### Required tasks
1. Please copy everything in the Mary Ann post from "Bonnie Taylor-Blake b.taylorblake" down to "https://en.wikipedia.org/wiki/Mary_Ann).".
2. In the Mary Ann post, how does the quoted Wikipedia page describe a "Mary Anne"?

### Passage given
[Ads-l] "The whole 'Mary Ann'" again, antedating to 1944

Bonnie Taylor-Blake b.taylorblake at GMAIL.COM
Sat Jan 8 12:56:44 EST 2022


Hmm, I now see that it's possible that the idiom's "Mary Ann" may refer to
a type of wagon.

A mid-20th-c patent application -- contemporaneous with early appearances
of the idiom -- mentions this type of transport. (There's also a Wikipedia
page for "Mary Ann," which includes "Mary Anne, a caravan of wagons
carrying a stove, food, tents, blankets and tools to support a log drive,"
though there's no real citation for this there,
https://en.wikipedia.org/wiki/Mary_Ann).

In any event, the wagon imagery would work well for the early uses of the
idiom, particularly 1944's and 1952's. -- Bonnie

-------------------

An object of the present invention is to provide a tow hitch of the
character described particularly designed for attachment to the rear of a
Mary Ann wagon for connection thereto of the draft tongue of a second Mary
Ann wagon to be towed and which will afford a limited free swinging
movement of the hitch, enabling the coupled wagons to be moved around a
sharp turn while positively preventing the adjacent corners of the wagons
and the baggage carried thereby from colliding, thereby avoiding and
preventing a common cause of damaging and breaking of the wagons and
baggage.

### Given records
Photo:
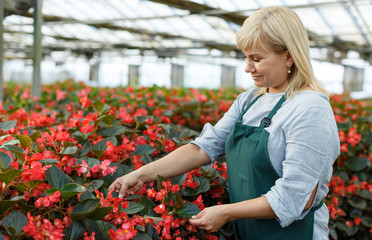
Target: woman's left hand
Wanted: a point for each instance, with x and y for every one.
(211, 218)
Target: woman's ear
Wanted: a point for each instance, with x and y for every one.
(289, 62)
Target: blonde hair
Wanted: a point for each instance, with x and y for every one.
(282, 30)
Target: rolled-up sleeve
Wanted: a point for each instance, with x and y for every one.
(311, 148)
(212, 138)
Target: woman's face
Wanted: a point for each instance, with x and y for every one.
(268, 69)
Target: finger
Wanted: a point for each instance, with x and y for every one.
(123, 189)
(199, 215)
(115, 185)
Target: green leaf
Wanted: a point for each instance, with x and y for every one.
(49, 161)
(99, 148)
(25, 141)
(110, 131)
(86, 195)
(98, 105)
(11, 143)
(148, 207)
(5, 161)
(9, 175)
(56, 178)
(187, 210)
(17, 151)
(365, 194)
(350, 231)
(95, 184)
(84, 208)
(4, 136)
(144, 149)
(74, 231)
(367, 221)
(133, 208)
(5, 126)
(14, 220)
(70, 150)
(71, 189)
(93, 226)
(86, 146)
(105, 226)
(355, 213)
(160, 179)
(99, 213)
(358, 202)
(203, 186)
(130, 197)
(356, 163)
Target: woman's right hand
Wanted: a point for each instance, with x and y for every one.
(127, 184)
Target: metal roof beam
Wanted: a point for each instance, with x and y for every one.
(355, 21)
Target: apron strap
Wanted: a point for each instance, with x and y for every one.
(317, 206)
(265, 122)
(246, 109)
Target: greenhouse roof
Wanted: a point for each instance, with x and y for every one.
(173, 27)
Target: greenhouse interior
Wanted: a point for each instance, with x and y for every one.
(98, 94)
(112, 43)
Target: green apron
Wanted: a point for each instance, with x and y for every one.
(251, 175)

### Set of answers
1.
Bonnie Taylor-Blake b.taylorblake at GMAIL.COM
Sat Jan 8 12:56:44 EST 2022


Hmm, I now see that it's possible that the idiom's "Mary Ann" may refer to
a type of wagon.

A mid-20th-c patent application -- contemporaneous with early appearances
of the idiom -- mentions this type of transport. (There's also a Wikipedia
page for "Mary Ann," which includes "Mary Anne, a caravan of wagons
carrying a stove, food, tents, blankets and tools to support a log drive,"
though there's no real citation for this there,
https://en.wikipedia.org/wiki/Mary_Ann).

2. As a caravan of wagons carrying a stove, food, tents, blankets and tools to support a log drive.